• _Directions for this task_:
Copy the lines exactly as they appear, starting with the first line of the records and ending with the line that contains "the brick chimney".

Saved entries
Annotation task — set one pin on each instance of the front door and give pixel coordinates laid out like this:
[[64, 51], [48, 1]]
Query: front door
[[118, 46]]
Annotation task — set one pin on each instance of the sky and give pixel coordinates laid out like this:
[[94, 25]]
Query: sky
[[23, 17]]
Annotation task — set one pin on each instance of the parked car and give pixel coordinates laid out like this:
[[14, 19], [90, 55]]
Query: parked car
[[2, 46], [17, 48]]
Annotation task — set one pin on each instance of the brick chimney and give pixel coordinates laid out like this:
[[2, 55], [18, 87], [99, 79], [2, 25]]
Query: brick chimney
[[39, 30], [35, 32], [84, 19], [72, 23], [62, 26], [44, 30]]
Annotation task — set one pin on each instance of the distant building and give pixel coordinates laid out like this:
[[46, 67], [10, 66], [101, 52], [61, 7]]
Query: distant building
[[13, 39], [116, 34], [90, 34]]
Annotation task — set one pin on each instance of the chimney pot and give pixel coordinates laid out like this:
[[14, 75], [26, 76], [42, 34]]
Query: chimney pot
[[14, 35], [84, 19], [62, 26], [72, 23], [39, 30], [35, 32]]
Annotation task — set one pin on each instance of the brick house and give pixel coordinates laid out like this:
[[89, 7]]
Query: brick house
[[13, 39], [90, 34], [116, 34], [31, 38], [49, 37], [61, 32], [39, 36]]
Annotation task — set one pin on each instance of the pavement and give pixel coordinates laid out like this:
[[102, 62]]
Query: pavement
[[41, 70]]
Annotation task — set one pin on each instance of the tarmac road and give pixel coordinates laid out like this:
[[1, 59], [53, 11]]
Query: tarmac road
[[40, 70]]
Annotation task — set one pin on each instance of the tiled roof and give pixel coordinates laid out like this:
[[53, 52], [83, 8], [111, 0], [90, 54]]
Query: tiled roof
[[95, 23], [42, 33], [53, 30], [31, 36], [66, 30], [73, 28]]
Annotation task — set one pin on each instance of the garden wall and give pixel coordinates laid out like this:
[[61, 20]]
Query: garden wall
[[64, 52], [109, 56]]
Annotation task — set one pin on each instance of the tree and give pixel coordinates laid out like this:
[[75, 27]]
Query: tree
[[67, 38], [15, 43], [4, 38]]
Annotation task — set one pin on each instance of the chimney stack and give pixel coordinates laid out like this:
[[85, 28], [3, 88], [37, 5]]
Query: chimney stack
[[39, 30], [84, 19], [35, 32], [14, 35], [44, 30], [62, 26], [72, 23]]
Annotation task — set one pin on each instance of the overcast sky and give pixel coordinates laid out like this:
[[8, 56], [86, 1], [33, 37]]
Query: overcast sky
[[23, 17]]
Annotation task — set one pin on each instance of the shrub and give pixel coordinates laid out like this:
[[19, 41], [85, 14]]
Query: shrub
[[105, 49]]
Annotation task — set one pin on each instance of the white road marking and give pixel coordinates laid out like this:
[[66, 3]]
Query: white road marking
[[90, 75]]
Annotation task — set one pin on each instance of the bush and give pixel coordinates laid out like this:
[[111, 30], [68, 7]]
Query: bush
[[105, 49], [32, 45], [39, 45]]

• _Problem solution_:
Annotation task — set one pin on each instance of the front door and give pixel coordinates laid out like this:
[[64, 51], [48, 1]]
Query: front door
[[118, 46]]
Annotation task — set one pin on each instance of the sky and give pixel coordinates laid out like this:
[[94, 25]]
Query: sky
[[23, 17]]
Annotation task — set one pin on each instance of the parked car and give pixel coordinates laid out like this:
[[14, 19], [90, 55]]
Query: parked car
[[2, 46], [17, 48]]
Annotation task — set one pin on each instance of the brick chimney and give pixel coordinates laid out like this:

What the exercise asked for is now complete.